YOUR TASK: Rewrite the data below with "innermost point" replaced by "central point" throughout and everything else unchanged. Leave the pictures out of your answer.
--- --- ---
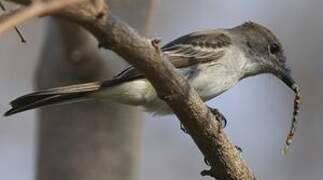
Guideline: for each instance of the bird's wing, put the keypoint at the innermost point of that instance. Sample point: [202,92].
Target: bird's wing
[196,48]
[188,50]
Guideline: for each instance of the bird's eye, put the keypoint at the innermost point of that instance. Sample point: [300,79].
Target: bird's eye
[274,48]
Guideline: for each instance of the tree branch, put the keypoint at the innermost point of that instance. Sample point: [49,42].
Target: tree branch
[144,54]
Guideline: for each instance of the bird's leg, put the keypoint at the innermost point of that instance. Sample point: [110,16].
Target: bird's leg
[239,148]
[183,128]
[219,116]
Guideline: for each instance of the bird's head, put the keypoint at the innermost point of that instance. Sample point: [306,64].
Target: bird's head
[264,49]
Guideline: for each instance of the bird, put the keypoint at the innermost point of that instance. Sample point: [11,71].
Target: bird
[212,61]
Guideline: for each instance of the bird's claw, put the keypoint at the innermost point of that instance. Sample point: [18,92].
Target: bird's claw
[183,128]
[219,116]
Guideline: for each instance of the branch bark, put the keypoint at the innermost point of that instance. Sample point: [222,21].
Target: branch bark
[225,161]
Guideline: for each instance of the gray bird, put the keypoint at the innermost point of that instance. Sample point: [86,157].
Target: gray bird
[212,61]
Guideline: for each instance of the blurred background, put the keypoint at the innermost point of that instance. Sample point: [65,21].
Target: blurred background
[258,109]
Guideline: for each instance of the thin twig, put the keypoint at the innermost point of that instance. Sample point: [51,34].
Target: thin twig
[38,8]
[22,39]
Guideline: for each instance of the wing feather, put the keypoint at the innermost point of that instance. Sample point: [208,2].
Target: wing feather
[191,49]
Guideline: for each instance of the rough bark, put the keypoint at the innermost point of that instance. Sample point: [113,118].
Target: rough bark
[225,160]
[92,140]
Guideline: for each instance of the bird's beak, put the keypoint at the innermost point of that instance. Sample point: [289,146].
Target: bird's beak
[284,75]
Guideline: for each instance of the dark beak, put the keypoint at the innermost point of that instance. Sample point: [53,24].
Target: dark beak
[284,75]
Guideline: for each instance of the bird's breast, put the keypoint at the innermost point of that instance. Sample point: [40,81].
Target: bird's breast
[212,79]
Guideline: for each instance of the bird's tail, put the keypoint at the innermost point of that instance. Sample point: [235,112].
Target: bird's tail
[53,96]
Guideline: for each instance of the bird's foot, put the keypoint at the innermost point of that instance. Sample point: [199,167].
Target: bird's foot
[239,148]
[183,128]
[219,116]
--- --- ---
EXERCISE ANSWER:
Guideline: for each instance of the bird's wing, put the keypoint at the central point of that instance. Sample point: [202,92].
Target: bird's wing
[196,48]
[188,50]
Guideline: for each instance of the bird's eye, put the keypoint at the central point of that instance. Sample point: [300,79].
Target: bird's eye
[274,48]
Guideline: for each instance of the tree branch, put the keypoint at the central point of that instance. Sample point: [49,42].
Target: tree branch
[144,54]
Guideline: for each instance of the bird's leg, put the keypoint at the central point of that instance. Sample point: [110,16].
Target: bird's leg
[239,148]
[183,128]
[219,116]
Guideline: for each instance of the bird's head, put the keypoint at the central point of that instance. Sample point: [306,64].
Target: bird's head
[264,49]
Guideline: for each instance of the bird, put the keypoint at the central point of that instance. Sample point: [11,71].
Target: bird
[212,61]
Guideline: for each instance of the bird's claw, put the keypoint at the central point of that instance. Sample point: [18,92].
Target: bird's claw
[183,128]
[219,116]
Guideline: for each instance of the branch bark, put the keypoint at the central point of that instance. Sample point: [222,21].
Target: branch bark
[225,161]
Guideline: for each instance of the gray bird, put the keypoint at the central point of that instance. Sample point: [86,157].
Target: gray bird
[212,61]
Guideline: for each instance of the blurred background, put the keypoint at the central point of that instance. Sample point: [65,21].
Target: blurred background
[258,109]
Guideline: for each instance of the thin twig, put the keypoint at the central point of that instance. Sample point: [51,34].
Target: thin twig
[38,8]
[22,39]
Guideline: for each instance of the wing feather, put the keypoint at the central point of that instance. Sample point: [208,2].
Target: wing feather
[191,49]
Guideline: for each instance of the rough bark, put the keypoint at the central point of that instance. Sample point: [113,118].
Target: rough bark
[225,160]
[92,140]
Guideline: for each instance of the bird's beak, put the keypoint at the central point of that instance. Sample point: [289,146].
Target: bird's beak
[284,75]
Guideline: for each instance of the dark beak, put the keypoint at the central point of that instance. Sample point: [53,24].
Target: dark beak
[284,75]
Guideline: for each instance of the bird's breast, put the keypoint at the central point of that instance. Sample point: [40,81].
Target: bird's breast
[212,79]
Guideline: for each instance of the bird's tail, put the keypoint at the central point of that instance. Sample point: [235,112].
Target: bird's tail
[53,96]
Guideline: for each instance of the bird's foot, put the keypoint at the central point of that instance. Sample point: [199,167].
Target: bird's foot
[239,148]
[183,128]
[219,116]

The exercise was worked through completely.